This task calls for printing every entry exactly.

Given information ->
+++

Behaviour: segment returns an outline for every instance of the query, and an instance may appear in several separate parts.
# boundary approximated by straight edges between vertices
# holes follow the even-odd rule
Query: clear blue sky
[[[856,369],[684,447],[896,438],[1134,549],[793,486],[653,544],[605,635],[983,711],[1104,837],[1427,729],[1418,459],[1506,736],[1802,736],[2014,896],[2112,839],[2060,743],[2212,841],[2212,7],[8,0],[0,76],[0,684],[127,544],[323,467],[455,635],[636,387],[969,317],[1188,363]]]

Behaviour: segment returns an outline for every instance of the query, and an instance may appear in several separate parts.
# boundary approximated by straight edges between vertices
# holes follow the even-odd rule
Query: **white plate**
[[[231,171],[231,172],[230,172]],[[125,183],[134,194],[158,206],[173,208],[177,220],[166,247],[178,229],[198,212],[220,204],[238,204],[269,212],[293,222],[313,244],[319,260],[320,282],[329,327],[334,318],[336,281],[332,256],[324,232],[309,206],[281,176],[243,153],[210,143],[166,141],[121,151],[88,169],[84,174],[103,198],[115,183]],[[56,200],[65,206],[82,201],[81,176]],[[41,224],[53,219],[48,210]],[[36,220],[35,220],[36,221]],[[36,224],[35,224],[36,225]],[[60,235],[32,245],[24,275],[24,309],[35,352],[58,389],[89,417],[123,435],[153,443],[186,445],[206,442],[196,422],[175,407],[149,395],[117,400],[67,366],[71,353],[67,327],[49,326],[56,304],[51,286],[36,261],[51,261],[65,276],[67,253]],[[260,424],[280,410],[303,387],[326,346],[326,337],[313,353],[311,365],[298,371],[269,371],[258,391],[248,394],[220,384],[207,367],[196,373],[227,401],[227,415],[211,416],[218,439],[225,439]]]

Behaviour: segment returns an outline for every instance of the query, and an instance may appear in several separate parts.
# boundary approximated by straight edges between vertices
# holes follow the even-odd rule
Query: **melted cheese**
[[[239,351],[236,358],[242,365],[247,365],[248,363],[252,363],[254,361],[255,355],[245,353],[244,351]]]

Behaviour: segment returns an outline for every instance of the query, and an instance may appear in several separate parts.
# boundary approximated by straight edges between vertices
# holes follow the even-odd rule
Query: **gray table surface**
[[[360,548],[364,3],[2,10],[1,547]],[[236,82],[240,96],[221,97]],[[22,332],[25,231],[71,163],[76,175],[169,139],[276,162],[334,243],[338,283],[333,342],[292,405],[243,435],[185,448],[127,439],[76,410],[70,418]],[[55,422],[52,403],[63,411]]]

+++

Output of the task ->
Behaviour: segment returns an outline for every instance of the query, and an instance may appear in several separate parts.
# boundary approximated by straight edges between vertices
# holes follow the even-odd rule
Query: clear blue sky
[[[856,369],[684,447],[896,438],[1134,549],[793,486],[653,544],[605,635],[983,711],[1104,837],[1427,729],[1418,459],[1506,736],[1802,736],[2014,896],[2112,839],[2060,743],[2212,841],[2212,7],[8,0],[0,76],[0,684],[127,544],[323,467],[455,635],[636,387],[969,317],[1188,363]]]

Behaviour: segment returns an outline for every instance of the query, and an instance may appear in several separate parts.
# boundary approximated by straight edges between vertices
# holes follow the even-odd rule
Query: **white plate**
[[[231,171],[231,172],[230,172]],[[125,183],[134,194],[158,206],[173,208],[177,220],[166,247],[178,229],[198,212],[220,204],[238,204],[269,212],[293,222],[313,244],[319,260],[320,282],[329,327],[334,318],[336,281],[332,256],[324,232],[309,206],[281,176],[243,153],[210,143],[166,141],[121,151],[88,169],[84,174],[103,198],[115,183]],[[56,200],[65,206],[82,201],[81,176]],[[41,224],[53,219],[48,210]],[[36,220],[35,220],[36,221]],[[36,224],[35,224],[36,225]],[[60,235],[32,245],[24,275],[24,309],[35,352],[58,389],[89,417],[123,435],[153,443],[186,445],[206,442],[196,422],[175,407],[149,395],[117,400],[67,366],[71,353],[67,327],[49,326],[56,304],[51,286],[36,261],[51,261],[65,276],[67,253]],[[260,424],[280,410],[303,387],[326,346],[326,337],[313,353],[311,365],[298,371],[269,371],[258,391],[248,394],[220,384],[207,367],[196,373],[227,401],[227,415],[211,416],[218,439],[225,439]]]

Behaviour: segment returns an outline for every instance of the query, and an instance may appear in several separate parts.
# boundary approximated by straight edges between vertices
# holes follow the even-odd rule
Query: **melted cheese**
[[[239,351],[236,358],[242,365],[247,365],[248,363],[252,363],[254,361],[255,355],[245,353],[244,351]]]

Behaviour: segment returns an outline for every instance of the query, and an instance may appear in several separate parts.
# boundary approximated by straight edges between vertices
# holes follow the even-odd rule
Query: **gray table surface**
[[[360,548],[364,3],[2,10],[1,547]],[[236,82],[240,96],[221,97]],[[22,332],[25,231],[71,163],[76,175],[169,139],[276,162],[334,243],[338,283],[333,342],[292,405],[243,435],[185,448],[127,439],[76,410],[70,418]],[[55,422],[52,403],[63,411]]]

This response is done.